§ **What is being asked**
Print out the data below in full, exactly as written.

[Dataset records]

------------------------------------------------------------------------

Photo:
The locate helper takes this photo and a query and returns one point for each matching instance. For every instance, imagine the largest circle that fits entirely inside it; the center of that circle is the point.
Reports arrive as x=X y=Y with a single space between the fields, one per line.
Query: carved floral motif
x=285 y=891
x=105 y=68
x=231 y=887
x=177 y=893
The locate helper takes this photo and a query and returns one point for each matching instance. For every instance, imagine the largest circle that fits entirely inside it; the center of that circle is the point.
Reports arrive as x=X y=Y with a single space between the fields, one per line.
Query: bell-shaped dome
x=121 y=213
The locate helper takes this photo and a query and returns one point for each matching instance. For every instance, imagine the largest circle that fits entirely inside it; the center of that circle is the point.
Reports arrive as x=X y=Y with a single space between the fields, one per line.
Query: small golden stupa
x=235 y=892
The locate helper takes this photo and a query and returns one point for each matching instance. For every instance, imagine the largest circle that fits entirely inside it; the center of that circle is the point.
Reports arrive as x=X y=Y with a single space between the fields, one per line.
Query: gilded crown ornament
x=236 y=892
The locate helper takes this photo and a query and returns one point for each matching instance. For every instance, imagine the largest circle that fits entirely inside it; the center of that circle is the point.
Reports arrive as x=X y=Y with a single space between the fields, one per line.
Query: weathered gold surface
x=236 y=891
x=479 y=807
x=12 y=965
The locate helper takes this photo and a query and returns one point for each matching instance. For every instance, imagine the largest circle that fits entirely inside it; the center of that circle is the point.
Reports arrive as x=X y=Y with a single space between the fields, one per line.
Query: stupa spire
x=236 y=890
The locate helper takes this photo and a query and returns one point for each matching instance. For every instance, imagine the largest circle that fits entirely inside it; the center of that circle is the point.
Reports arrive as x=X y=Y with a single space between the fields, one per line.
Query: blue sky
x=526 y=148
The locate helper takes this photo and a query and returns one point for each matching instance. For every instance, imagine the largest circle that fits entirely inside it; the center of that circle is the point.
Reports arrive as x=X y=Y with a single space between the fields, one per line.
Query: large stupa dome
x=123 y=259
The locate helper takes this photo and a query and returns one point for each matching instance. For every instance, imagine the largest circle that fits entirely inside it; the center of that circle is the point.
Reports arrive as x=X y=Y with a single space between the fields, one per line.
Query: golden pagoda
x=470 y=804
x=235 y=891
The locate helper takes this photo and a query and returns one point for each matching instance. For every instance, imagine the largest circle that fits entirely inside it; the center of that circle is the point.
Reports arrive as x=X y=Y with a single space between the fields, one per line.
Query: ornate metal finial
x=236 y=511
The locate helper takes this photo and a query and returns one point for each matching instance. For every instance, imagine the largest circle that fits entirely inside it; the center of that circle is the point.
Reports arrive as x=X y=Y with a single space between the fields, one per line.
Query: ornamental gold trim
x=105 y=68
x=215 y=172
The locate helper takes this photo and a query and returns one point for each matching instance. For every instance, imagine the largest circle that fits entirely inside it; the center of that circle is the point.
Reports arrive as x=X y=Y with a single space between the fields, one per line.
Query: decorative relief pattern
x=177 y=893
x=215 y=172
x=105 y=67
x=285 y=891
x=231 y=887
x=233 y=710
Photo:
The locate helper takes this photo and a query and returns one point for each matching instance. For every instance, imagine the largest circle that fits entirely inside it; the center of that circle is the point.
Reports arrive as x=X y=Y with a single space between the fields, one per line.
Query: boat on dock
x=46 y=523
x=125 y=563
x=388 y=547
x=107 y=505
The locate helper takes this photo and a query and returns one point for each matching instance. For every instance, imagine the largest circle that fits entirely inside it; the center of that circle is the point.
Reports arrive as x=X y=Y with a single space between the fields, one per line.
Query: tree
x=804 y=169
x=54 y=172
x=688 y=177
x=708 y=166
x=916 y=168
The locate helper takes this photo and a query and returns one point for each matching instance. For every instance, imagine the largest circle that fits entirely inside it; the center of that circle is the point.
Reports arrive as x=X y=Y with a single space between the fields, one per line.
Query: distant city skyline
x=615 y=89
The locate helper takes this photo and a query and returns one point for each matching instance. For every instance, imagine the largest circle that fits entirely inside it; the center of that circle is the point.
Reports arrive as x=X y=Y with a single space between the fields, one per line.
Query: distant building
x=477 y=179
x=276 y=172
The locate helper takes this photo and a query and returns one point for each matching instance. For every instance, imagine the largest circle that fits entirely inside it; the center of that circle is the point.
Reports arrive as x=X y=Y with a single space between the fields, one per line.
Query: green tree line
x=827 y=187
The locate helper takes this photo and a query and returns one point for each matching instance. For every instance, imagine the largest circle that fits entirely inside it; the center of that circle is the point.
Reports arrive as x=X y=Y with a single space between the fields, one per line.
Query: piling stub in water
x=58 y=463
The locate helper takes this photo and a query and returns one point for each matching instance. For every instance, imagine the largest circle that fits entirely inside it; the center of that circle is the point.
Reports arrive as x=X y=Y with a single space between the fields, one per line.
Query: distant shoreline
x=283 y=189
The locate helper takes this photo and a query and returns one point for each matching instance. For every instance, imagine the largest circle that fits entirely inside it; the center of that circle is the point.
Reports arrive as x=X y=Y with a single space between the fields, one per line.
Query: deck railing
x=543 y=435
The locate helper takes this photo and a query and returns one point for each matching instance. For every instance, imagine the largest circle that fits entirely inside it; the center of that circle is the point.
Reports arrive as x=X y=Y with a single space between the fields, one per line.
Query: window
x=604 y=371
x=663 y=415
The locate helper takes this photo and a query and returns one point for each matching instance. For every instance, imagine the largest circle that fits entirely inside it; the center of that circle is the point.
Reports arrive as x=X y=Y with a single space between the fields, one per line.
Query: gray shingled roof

------------------------------------------------------------------------

§ **Solution for this exercise**
Photo:
The locate helper takes this photo and a query and returns one point for each matching instance. For every instance, imagine the largest circle that fits entirely inside it; the center of that circle is the point.
Reports arrive as x=X y=Y with a single space between the fields, one per line.
Query: carved floral motif
x=285 y=891
x=105 y=68
x=231 y=887
x=177 y=893
The locate helper takes this photo and a query and returns one point for each matching instance. For every instance, imagine the largest circle that fits entirely inside it; the center of that circle is the point.
Reports arrive as x=X y=Y with a single space between the fields, one per line.
Query: bell-shaped dome
x=121 y=213
The locate helper takes this photo and a query and returns one point for each matching instance. For every instance, imagine the largest circle that fits entirely inside it; the center of that circle is the point.
Reports arrive as x=X y=Y with a single space between the fields, one per line.
Query: small golden stupa
x=235 y=892
The locate helper takes this photo and a query and returns one point for each matching instance. For every instance, imagine the largest circle that fits entirely inside it; the center of that circle is the point.
Reports arrive as x=X y=Y with a single space between the fields, one per line.
Query: gilded crown ornament
x=236 y=892
The locate helper takes this photo and a query and returns one point for each matching instance. For every instance, imagine the largest circle that fits entirely inside it; the center of that circle is the point.
Reports arrive as x=X y=Y with a single space between the fields, one per line.
Query: weathered gold surface
x=236 y=891
x=479 y=807
x=12 y=965
The locate helper takes this photo and a query and returns one point for each matching instance. For every instance, imagine the largest circle that fits entirely inside it; the center of that circle is the point.
Reports arrive as x=X y=Y with a single space between the fields, one per line.
Query: stupa spire
x=236 y=890
The locate helper takes this photo and a query and returns one point for each matching instance. For every instance, imagine the largest circle that fits entirely inside it; the center of that circle is the point.
Reports arrive as x=X y=Y with a single space between the fields, one per line.
Query: blue sky
x=526 y=148
The locate helper takes this photo and a query and returns one point for each matching instance. For every instance, imagine the largest circle that fits entirely inside it; the center of that circle is the point.
Reports arrive as x=X y=Y with a single space between the fields, one per line.
Query: large stupa dome
x=123 y=259
The locate helper takes this photo and a query and returns one point for each matching instance. For every instance, imagine the largest circle that fits entirely inside it; the center of that circle is the point.
Reports arrive as x=X y=Y with a single space between the fields, one per line.
Query: golden pagoda
x=470 y=804
x=235 y=891
The locate helper takes this photo and a query and returns one point for each matching instance. For every instance, imagine the largest circle that fits entirely inside it; the center of that circle is the point.
Reports arrive as x=X y=Y with a single space between the fields, one per line.
Query: ornate metal finial
x=236 y=511
The locate helper takes this photo and a query and returns one point for each matching instance. For every instance, imagine the largest circle that fits entirely inside it; the center of that circle is the point.
Reports arrive as x=X y=Y with a single space between the fields, one per line.
Query: ornamental gold trim
x=105 y=68
x=215 y=172
The locate helper takes this photo and a query and returns one point for each matching instance. For every instance, imagine the largest circle that fits entirely inside it; the center of that circle is the point.
Reports arrive as x=X y=Y with a single space between the fields, one per line.
Query: decorative relief pattern
x=177 y=893
x=215 y=172
x=105 y=67
x=285 y=891
x=231 y=887
x=233 y=710
Photo:
The locate helper takes this photo and a query and returns one point for each matching instance. For every instance, imagine the largest circle that fits entirely inside it; the center of that circle is the point.
Reports arrive as x=X y=Y with a single space between the fields, one per line.
Query: boat on dock
x=46 y=523
x=125 y=563
x=388 y=547
x=107 y=505
The locate helper takes this photo and a query and returns one point for each matching instance. For every instance, imagine the largest circle that fits entirely inside it; the center of that circle is the point.
Reports arrive as x=X y=Y with a single space between the fields, one per line.
Query: tree
x=804 y=169
x=54 y=172
x=688 y=177
x=708 y=166
x=916 y=168
The locate helper takes this photo and a query and returns one point for each matching instance. For every instance, imagine the largest circle that fits entirely inside it; the center of that circle is the point.
Reports arrive as x=X y=Y with a single space between the fields, one per line.
Query: distant city skyline
x=615 y=89
The locate helper takes this photo and a query and returns one point for each matching instance. For every instance, imagine the largest circle that fits entirely inside it; the center of that circle is the point.
Reports arrive as x=X y=Y with a single space between the fields, one per line.
Query: distant building
x=477 y=179
x=276 y=172
The locate helper takes this photo and a query and returns one point for each matching instance. For every instance, imagine the largest circle that fits entirely inside it; the center of that circle is the point.
Reports arrive as x=X y=Y with a single space between the fields, one per line.
Query: green tree line
x=827 y=187
The locate helper takes this photo and a query and returns one point for each matching instance. For every instance, imagine the largest circle that fits entirely inside it; the center of that circle is the point.
Reports arrive as x=X y=Y with a single space between the fields, one per line.
Query: piling stub in water
x=58 y=463
The locate helper takes this photo and a query and returns one point for each matching instance. For every instance, imagine the largest circle that fits entirely inside it; the center of that circle is the point.
Reports arrive as x=X y=Y with a single space between the fields, one per line.
Query: distant shoreline
x=283 y=189
The locate helper takes this photo and a query and returns one point for each matching instance. For every instance, imagine the largest circle that fits entirely inside it; the center of that circle is the point.
Reports arrive as x=X y=Y with a single space between the fields, one per line.
Query: deck railing
x=543 y=435
The locate helper takes this photo and a query and returns one point for each matching instance. For every instance, imagine the largest circle that fits entirely inside it; the center of that circle is the point.
Reports arrive as x=X y=Y with a single space between the fields, one per line.
Query: window
x=604 y=371
x=663 y=415
The locate helper takes this photo and a query and returns one point for each matching instance. For every instance, imagine the largest circle that fits entirely inside it; the center of that circle is the point.
Reports arrive as x=X y=Y with a single space between the fields, one per line.
Query: gray shingled roof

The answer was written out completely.